Short problem
Begin with the line containing "of the barren" and copy each line exactly through the last line of the entries, inclusive.

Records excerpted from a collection
= = =

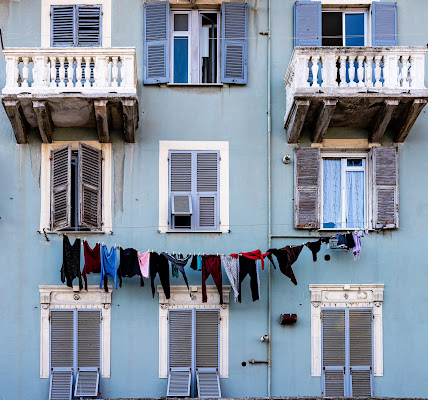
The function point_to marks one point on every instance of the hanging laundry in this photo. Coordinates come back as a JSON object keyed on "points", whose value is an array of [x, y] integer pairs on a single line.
{"points": [[92, 261], [231, 266], [71, 262], [211, 265], [159, 265], [129, 265], [144, 260], [286, 257], [108, 266]]}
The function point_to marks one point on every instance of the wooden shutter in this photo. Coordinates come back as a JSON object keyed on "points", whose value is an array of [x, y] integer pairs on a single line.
{"points": [[235, 42], [385, 187], [156, 42], [333, 352], [61, 188], [360, 351], [63, 32], [384, 24], [207, 182], [307, 23], [306, 187], [89, 186], [88, 26]]}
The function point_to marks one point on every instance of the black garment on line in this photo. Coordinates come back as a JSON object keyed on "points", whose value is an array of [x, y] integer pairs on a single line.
{"points": [[248, 266], [71, 262], [159, 265], [129, 265]]}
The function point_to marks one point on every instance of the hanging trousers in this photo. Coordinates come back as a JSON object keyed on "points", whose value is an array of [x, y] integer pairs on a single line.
{"points": [[211, 265]]}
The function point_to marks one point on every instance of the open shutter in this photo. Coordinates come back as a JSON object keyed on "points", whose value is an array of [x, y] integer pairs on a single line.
{"points": [[88, 26], [156, 42], [360, 349], [63, 26], [61, 188], [307, 23], [235, 42], [385, 187], [306, 187], [384, 20], [89, 186], [333, 352]]}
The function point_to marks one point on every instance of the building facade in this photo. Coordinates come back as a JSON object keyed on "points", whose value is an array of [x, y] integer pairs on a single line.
{"points": [[209, 128]]}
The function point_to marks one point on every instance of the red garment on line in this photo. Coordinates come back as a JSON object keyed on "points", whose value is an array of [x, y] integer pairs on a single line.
{"points": [[253, 255]]}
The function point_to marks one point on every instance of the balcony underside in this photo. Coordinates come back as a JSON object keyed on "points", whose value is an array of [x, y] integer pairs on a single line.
{"points": [[72, 110], [373, 111]]}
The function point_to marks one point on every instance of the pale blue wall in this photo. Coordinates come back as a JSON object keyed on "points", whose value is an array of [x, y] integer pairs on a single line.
{"points": [[236, 114]]}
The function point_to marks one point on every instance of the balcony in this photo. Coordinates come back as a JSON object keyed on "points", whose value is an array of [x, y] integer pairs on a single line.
{"points": [[375, 88], [71, 87]]}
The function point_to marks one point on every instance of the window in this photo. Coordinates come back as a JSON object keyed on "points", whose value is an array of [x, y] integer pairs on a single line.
{"points": [[195, 54], [193, 186]]}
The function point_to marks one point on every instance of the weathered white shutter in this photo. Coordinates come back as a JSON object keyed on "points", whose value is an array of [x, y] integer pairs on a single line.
{"points": [[306, 187], [234, 43], [61, 188], [385, 187], [89, 186], [63, 26], [360, 351], [156, 42], [88, 26], [333, 352]]}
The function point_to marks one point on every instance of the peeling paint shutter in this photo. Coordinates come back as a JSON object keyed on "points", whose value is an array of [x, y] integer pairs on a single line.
{"points": [[61, 188], [384, 17], [89, 186], [234, 43], [360, 349], [156, 42], [88, 26], [62, 26], [307, 23], [333, 352], [306, 187], [385, 187]]}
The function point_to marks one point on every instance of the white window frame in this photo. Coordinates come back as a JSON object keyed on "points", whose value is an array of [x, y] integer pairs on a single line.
{"points": [[179, 299], [105, 18], [60, 297], [367, 186], [346, 296], [45, 182], [223, 192]]}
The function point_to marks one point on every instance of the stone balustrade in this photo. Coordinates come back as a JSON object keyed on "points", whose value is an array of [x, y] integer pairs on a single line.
{"points": [[61, 70]]}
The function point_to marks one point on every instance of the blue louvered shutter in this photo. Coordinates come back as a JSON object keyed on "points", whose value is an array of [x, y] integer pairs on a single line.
{"points": [[384, 20], [156, 42], [234, 43], [88, 26], [307, 23], [207, 184], [333, 352]]}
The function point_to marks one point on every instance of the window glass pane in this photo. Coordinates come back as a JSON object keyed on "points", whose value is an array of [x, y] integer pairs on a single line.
{"points": [[355, 199], [181, 59], [332, 208]]}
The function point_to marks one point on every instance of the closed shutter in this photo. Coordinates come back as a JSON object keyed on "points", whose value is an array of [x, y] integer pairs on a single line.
{"points": [[234, 43], [89, 186], [360, 349], [385, 187], [333, 352], [62, 26], [306, 187], [156, 42], [307, 23], [384, 20], [61, 188], [88, 26]]}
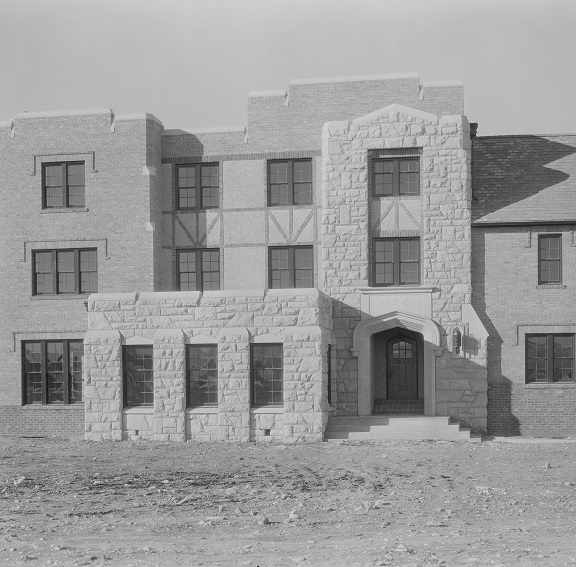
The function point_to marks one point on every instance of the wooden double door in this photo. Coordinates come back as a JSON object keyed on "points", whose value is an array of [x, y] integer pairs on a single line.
{"points": [[402, 368], [397, 365]]}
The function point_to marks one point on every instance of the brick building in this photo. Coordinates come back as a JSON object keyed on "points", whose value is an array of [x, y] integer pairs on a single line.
{"points": [[354, 259]]}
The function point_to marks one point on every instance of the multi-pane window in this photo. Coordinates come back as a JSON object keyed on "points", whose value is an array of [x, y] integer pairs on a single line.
{"points": [[290, 182], [202, 375], [550, 259], [52, 372], [199, 269], [266, 365], [549, 358], [393, 177], [65, 271], [197, 186], [63, 185], [396, 261], [138, 375], [291, 266]]}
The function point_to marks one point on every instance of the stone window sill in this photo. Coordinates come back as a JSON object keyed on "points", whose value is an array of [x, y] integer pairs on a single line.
{"points": [[63, 210], [46, 407], [59, 297], [139, 410], [396, 197], [267, 410], [202, 410], [552, 385]]}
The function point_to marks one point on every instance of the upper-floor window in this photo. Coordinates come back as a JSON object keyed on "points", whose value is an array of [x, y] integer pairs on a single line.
{"points": [[138, 375], [396, 261], [202, 375], [63, 185], [550, 259], [65, 271], [549, 358], [52, 371], [267, 374], [199, 269], [197, 186], [291, 266], [290, 182], [395, 177]]}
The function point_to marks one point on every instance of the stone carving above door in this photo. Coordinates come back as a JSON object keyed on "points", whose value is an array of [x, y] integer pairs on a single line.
{"points": [[380, 301]]}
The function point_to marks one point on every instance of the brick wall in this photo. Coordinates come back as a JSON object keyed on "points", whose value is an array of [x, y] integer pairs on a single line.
{"points": [[115, 221], [511, 304], [28, 421]]}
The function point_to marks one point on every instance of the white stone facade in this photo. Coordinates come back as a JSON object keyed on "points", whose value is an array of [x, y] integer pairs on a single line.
{"points": [[455, 384], [300, 320]]}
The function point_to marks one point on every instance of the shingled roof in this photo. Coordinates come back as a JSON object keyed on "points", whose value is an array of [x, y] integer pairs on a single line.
{"points": [[524, 179]]}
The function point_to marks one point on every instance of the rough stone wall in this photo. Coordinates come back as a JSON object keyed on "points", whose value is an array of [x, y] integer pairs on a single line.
{"points": [[300, 320], [443, 225]]}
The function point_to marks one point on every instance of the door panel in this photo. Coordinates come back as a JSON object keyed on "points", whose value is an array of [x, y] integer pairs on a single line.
{"points": [[402, 365]]}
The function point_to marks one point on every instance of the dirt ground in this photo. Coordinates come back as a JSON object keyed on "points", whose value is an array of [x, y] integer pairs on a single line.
{"points": [[366, 504]]}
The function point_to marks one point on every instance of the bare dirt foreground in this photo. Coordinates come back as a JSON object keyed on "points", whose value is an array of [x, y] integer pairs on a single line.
{"points": [[397, 503]]}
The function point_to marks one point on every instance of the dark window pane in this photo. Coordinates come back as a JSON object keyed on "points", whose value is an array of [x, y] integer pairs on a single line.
{"points": [[138, 375], [75, 360], [66, 275], [202, 375], [43, 272], [33, 372], [267, 372]]}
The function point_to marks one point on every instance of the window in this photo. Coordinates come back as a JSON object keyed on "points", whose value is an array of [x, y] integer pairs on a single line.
{"points": [[393, 177], [202, 375], [63, 185], [396, 261], [65, 271], [291, 266], [266, 365], [197, 186], [290, 182], [199, 270], [138, 375], [550, 259], [52, 372], [549, 358]]}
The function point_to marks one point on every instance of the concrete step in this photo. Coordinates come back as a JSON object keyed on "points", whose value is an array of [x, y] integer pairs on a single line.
{"points": [[407, 427]]}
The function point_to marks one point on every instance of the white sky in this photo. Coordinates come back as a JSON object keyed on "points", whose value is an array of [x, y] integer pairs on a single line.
{"points": [[191, 63]]}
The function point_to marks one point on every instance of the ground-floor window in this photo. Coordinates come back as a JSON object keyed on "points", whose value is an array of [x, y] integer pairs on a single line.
{"points": [[549, 358], [138, 375], [266, 363], [202, 375], [52, 371]]}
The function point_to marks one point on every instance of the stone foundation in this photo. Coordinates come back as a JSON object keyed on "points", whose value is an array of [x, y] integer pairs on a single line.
{"points": [[298, 319]]}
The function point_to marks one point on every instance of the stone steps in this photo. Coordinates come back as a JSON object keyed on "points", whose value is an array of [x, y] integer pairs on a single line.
{"points": [[406, 427], [398, 407]]}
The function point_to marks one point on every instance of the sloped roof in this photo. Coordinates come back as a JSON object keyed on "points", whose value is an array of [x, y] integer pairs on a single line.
{"points": [[523, 179]]}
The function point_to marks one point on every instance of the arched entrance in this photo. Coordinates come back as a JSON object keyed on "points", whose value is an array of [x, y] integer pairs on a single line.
{"points": [[406, 378], [397, 365]]}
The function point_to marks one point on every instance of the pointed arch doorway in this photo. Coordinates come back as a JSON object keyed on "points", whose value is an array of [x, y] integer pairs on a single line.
{"points": [[392, 327]]}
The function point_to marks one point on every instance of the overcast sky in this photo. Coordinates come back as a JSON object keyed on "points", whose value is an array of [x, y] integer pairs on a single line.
{"points": [[192, 62]]}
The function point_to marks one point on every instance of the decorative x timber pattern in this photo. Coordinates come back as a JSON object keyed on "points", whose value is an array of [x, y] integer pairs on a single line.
{"points": [[200, 236], [394, 208], [288, 232]]}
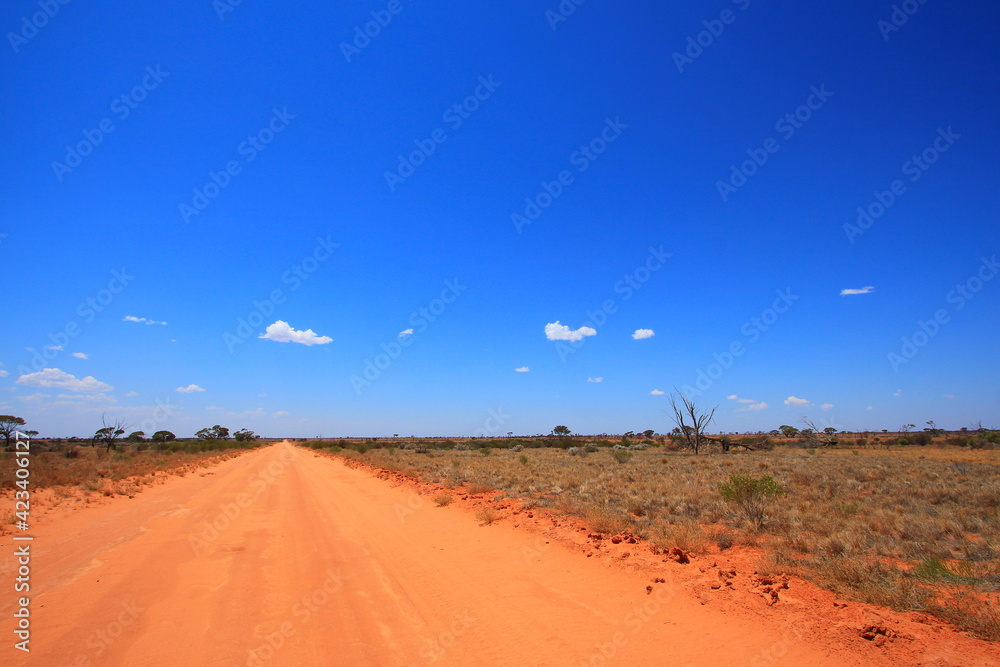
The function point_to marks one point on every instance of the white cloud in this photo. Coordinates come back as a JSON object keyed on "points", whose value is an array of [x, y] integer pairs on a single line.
{"points": [[53, 377], [556, 331], [748, 403], [141, 320], [281, 332], [792, 400]]}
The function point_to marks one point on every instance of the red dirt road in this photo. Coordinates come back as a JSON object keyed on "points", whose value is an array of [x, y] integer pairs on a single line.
{"points": [[310, 562]]}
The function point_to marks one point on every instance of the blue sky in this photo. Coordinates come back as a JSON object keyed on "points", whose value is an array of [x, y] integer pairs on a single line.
{"points": [[697, 172]]}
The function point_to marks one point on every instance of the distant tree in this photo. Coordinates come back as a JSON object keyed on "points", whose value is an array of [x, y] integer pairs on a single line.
{"points": [[214, 433], [933, 429], [108, 434], [816, 437], [692, 421], [8, 426]]}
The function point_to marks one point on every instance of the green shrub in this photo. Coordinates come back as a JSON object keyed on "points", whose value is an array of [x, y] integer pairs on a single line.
{"points": [[751, 495]]}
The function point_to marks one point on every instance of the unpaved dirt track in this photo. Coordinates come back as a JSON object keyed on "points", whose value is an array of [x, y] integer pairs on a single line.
{"points": [[315, 563]]}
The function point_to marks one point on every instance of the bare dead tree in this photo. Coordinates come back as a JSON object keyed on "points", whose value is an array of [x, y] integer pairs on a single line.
{"points": [[691, 421]]}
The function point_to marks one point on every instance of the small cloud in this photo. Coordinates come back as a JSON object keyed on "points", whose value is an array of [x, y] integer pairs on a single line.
{"points": [[748, 403], [556, 331], [53, 377], [281, 332], [793, 400], [140, 320]]}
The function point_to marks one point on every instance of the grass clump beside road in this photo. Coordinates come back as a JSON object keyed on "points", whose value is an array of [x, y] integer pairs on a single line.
{"points": [[910, 529], [68, 469]]}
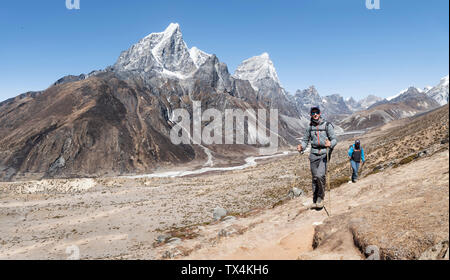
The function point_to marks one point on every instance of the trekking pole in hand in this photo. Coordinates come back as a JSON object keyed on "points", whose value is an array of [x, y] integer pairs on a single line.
{"points": [[328, 179]]}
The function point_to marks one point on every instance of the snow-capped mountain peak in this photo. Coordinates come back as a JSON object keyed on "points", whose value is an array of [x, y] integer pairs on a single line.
{"points": [[256, 69], [163, 52], [440, 92], [198, 56]]}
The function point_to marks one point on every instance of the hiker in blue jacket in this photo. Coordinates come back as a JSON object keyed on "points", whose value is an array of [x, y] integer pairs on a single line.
{"points": [[356, 155]]}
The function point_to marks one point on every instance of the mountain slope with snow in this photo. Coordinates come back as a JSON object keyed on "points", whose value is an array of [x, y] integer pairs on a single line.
{"points": [[440, 92], [257, 70]]}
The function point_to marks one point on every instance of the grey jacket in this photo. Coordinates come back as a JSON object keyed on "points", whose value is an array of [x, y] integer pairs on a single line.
{"points": [[317, 135]]}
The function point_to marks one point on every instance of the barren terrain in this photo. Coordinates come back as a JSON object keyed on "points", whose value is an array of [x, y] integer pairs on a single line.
{"points": [[400, 205]]}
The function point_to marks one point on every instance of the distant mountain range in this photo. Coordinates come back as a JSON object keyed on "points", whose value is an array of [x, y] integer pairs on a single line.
{"points": [[118, 120]]}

= = =

The reply
The function point_to marks one point on every instance of the barren terrain in this photo. Coordinates come back as a JSON object keyed on "points", whose value is an array of [x, y] integer pairs on a single line.
{"points": [[400, 205]]}
The function point_to marks one point on every instance of the distant mountain range in this photo. Coordinates come back as a JSON object keyed on "points", whose value is an array of [x, y] integer pairs on a single line.
{"points": [[118, 120]]}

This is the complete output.